#### Exercise input ####

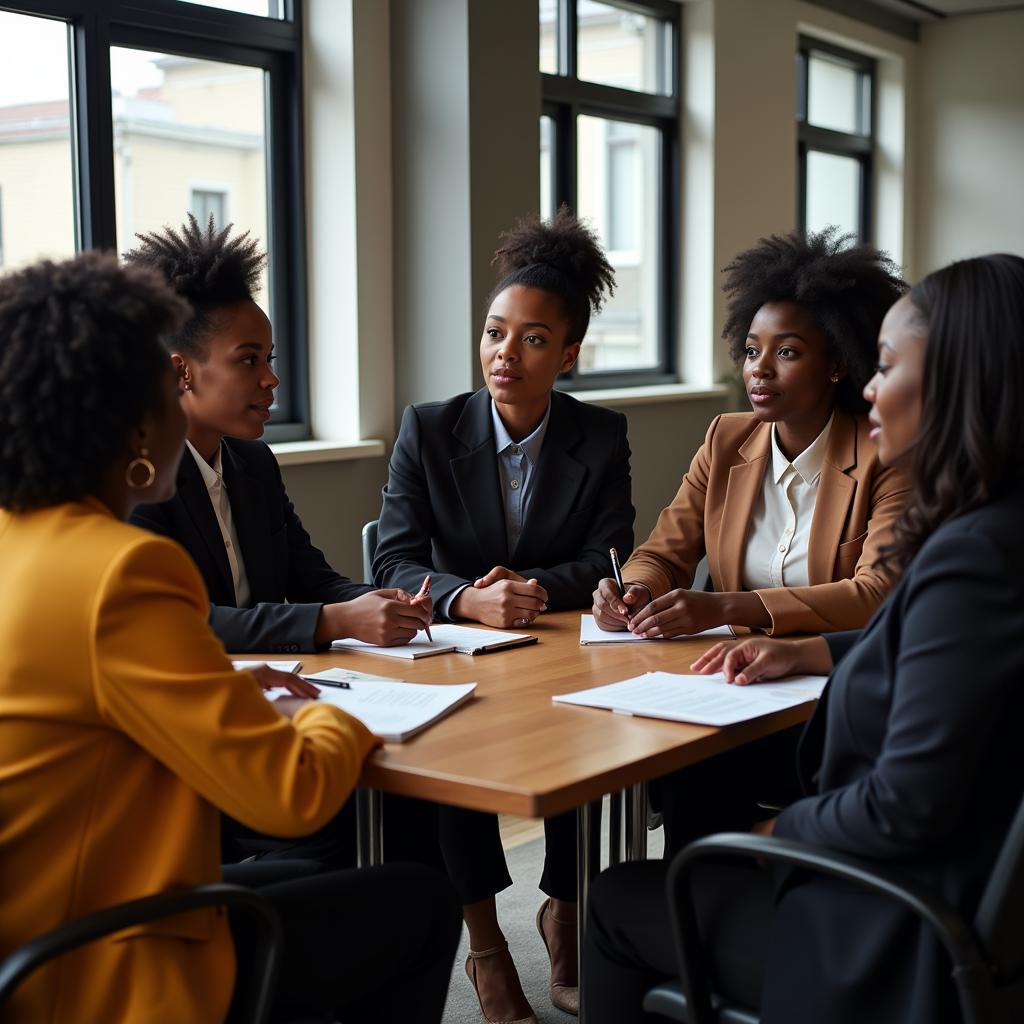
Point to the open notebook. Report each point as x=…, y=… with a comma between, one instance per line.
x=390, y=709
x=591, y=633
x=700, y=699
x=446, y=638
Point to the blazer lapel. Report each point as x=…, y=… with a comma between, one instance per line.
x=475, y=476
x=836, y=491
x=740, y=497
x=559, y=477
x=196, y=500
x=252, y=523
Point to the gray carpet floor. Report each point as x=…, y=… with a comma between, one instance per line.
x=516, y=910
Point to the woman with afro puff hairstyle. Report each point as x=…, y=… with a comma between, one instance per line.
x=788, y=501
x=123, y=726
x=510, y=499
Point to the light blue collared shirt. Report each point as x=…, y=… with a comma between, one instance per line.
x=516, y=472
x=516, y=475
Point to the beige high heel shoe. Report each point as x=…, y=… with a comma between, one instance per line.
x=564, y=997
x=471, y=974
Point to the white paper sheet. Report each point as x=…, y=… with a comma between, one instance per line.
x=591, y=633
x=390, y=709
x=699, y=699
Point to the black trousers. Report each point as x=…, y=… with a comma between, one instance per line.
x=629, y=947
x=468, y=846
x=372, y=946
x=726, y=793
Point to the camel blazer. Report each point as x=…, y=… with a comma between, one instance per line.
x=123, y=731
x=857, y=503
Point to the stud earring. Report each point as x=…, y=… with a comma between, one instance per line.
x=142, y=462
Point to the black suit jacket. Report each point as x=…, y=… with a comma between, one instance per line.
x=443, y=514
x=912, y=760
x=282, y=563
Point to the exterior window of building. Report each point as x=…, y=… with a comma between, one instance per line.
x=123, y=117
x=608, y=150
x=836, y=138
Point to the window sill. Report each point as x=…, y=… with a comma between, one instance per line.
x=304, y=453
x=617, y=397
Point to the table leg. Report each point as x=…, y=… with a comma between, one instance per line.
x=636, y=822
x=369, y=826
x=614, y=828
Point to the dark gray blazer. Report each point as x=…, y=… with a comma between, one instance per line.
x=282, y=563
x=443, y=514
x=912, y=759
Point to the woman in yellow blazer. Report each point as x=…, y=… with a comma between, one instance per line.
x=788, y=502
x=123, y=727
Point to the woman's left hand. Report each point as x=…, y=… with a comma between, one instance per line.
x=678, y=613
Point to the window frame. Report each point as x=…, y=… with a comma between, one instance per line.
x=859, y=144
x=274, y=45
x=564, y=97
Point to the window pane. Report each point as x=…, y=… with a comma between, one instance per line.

####
#### Exercise input ####

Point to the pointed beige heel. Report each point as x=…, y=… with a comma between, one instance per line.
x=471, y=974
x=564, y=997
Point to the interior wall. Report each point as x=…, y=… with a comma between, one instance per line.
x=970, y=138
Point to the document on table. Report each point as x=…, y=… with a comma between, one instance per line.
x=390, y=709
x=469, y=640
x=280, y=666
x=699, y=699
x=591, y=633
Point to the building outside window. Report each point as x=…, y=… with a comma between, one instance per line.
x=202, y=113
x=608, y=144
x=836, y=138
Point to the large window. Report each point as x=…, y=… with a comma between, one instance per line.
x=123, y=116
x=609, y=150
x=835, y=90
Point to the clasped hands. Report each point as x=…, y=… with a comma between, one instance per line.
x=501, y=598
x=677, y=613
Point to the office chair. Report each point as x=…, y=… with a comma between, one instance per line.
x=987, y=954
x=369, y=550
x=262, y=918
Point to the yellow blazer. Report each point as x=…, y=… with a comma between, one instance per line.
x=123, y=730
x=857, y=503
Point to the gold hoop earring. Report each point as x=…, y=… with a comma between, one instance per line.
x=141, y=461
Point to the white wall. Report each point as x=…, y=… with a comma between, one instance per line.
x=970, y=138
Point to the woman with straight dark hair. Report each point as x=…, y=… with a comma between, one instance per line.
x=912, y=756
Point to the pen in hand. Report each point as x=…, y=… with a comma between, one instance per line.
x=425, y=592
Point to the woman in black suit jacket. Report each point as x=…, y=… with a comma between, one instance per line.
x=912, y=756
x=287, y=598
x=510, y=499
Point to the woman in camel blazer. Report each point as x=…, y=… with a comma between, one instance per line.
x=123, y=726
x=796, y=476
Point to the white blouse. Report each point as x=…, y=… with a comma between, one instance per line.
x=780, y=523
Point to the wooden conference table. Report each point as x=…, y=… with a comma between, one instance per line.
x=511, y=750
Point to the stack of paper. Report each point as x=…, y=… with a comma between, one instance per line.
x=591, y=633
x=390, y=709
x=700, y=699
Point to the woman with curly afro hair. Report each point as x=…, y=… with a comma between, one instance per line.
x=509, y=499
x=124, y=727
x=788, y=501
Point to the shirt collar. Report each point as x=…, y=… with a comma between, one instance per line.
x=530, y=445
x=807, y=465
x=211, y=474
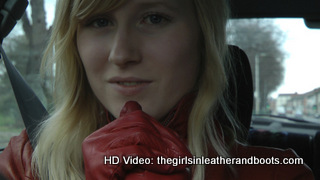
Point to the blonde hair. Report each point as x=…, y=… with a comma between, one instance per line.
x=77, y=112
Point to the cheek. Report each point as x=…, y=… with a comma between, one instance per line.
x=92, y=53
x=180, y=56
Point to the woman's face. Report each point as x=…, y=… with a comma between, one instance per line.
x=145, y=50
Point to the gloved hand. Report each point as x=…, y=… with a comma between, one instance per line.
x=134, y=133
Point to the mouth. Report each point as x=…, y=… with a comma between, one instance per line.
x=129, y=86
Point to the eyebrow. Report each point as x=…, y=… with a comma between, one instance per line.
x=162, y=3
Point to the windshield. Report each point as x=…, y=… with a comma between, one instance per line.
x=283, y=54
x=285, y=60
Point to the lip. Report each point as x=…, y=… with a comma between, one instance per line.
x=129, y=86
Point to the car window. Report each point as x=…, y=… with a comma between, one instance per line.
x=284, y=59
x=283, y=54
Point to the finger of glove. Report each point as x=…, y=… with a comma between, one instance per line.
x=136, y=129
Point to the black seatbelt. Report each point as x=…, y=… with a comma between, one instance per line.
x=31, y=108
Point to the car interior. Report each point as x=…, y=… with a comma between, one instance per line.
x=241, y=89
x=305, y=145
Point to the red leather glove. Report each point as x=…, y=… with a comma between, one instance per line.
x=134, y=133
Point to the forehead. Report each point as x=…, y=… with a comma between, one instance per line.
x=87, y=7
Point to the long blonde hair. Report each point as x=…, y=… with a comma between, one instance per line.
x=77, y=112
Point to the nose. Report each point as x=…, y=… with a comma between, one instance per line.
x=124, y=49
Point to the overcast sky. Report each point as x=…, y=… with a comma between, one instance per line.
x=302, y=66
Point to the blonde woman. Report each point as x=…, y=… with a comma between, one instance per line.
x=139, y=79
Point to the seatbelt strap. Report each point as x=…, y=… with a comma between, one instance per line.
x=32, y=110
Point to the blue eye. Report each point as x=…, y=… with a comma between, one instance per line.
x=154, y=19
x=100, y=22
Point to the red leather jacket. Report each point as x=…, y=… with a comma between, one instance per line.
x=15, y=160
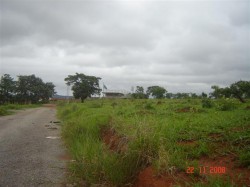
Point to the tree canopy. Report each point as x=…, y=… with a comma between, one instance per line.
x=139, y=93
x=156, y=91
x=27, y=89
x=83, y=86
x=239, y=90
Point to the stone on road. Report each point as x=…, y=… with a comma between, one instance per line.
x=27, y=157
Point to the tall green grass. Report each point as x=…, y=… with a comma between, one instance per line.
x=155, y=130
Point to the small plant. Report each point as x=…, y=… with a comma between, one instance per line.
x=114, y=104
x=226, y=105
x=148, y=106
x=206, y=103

####

What is being asked – Here the output must be the lines above from the line with "Point to the window frame." to the line with "Point to the window pane.", both included, duplicated word for word and nothing else.

Task output –
Point to the window frame. Report each point as x=…, y=… with a comma between, one instance per line.
x=859, y=144
x=274, y=45
x=564, y=97
Point to the window pane. Report each point as x=…, y=… with a comma between, one instance per line.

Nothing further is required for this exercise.